-- Problem to solve --
In the entries that follow, count each line containing "green" and state the total, nothing more.

Saved data entries:
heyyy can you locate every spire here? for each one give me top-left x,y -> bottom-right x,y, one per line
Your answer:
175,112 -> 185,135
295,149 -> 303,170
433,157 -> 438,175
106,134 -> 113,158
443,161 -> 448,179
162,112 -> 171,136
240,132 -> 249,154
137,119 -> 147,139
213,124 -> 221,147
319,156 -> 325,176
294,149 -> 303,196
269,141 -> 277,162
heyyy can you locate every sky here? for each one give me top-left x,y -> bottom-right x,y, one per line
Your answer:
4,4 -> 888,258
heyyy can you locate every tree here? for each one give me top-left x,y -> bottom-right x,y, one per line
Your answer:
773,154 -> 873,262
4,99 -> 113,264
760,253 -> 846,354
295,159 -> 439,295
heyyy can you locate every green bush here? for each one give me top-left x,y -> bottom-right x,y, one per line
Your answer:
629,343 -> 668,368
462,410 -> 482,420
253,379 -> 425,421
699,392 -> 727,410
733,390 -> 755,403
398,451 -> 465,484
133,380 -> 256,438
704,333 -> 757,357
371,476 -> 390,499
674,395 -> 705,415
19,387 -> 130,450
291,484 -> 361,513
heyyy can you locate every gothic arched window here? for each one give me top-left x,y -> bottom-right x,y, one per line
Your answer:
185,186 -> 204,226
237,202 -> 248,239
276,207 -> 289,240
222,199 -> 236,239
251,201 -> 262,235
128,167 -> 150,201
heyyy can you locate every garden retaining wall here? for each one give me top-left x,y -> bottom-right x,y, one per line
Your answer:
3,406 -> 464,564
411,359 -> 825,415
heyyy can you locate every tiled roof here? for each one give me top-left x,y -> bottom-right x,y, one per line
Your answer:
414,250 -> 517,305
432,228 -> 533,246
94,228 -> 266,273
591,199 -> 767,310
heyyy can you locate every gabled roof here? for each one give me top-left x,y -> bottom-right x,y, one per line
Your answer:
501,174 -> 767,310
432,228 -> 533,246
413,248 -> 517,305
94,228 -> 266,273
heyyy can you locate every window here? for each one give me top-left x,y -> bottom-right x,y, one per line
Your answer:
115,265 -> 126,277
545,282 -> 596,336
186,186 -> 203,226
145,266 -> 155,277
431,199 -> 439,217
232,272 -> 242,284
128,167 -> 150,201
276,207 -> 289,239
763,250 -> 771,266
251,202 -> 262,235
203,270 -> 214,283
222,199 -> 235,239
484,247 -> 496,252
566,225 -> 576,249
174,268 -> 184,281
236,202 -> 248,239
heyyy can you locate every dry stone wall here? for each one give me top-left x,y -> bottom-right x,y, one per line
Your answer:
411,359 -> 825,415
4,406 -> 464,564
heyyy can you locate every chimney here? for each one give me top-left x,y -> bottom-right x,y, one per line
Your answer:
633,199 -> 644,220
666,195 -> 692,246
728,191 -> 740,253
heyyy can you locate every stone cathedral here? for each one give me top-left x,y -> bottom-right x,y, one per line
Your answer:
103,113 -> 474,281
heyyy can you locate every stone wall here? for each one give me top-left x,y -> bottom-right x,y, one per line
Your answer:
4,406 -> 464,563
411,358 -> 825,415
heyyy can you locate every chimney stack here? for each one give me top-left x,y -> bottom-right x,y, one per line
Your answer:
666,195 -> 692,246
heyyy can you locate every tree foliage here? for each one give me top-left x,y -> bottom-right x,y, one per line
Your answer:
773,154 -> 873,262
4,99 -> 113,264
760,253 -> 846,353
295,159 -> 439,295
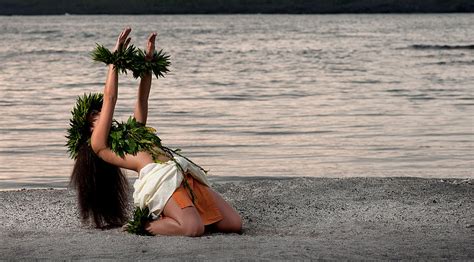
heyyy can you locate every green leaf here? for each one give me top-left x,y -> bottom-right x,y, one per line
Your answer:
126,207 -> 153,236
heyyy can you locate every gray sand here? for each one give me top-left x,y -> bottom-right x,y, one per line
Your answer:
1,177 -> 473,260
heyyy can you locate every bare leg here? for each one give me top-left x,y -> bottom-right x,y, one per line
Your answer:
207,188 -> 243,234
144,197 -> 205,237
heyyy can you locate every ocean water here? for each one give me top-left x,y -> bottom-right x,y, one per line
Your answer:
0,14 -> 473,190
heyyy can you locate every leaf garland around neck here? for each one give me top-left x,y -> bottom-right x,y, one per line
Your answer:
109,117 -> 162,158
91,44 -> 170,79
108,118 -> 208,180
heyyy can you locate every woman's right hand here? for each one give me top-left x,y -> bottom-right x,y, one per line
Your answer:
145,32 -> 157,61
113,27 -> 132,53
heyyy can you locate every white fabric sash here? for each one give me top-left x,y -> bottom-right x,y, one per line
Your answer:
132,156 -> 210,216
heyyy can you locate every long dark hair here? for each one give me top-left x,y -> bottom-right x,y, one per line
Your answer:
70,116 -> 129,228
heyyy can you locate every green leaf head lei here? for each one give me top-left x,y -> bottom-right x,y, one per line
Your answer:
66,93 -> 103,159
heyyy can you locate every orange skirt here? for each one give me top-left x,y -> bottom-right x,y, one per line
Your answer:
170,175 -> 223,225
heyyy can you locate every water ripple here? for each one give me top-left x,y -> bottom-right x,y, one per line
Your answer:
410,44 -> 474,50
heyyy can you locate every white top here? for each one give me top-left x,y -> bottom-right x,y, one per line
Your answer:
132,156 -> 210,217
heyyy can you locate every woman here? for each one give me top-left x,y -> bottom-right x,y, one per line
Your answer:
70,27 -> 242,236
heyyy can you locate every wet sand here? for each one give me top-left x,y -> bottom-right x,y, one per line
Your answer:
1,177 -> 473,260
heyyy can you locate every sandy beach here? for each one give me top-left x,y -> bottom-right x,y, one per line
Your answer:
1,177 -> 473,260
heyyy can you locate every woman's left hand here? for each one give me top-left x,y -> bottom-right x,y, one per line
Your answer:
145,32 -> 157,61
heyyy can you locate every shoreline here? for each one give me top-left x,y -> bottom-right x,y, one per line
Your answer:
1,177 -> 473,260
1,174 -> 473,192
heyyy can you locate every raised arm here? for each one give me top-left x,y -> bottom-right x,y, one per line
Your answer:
* * *
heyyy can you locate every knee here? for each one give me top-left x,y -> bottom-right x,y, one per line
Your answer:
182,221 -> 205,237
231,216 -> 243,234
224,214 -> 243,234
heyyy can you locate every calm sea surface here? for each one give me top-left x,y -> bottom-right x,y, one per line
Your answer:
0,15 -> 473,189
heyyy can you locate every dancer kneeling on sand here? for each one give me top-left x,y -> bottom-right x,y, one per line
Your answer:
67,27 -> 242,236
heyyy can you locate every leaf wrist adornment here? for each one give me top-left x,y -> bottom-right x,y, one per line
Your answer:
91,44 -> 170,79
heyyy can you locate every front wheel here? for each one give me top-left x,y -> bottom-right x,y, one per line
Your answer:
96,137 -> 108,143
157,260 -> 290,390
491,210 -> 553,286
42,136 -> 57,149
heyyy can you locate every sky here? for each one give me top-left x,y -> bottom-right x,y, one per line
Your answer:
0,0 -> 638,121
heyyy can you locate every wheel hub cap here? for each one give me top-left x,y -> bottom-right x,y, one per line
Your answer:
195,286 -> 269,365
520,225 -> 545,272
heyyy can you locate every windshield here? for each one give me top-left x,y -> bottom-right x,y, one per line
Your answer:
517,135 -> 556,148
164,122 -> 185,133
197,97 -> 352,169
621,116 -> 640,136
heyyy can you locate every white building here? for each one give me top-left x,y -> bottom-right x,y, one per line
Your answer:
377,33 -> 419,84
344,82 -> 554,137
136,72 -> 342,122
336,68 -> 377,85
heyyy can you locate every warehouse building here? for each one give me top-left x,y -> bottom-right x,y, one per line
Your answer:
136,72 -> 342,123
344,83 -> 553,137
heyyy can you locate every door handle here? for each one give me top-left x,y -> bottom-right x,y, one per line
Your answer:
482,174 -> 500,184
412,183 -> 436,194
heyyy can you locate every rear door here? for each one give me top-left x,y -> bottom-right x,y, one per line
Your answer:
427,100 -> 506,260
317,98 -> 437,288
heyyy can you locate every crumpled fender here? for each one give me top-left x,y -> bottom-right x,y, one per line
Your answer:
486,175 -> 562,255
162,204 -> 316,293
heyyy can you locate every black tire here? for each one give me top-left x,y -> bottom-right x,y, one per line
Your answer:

-- Task response --
3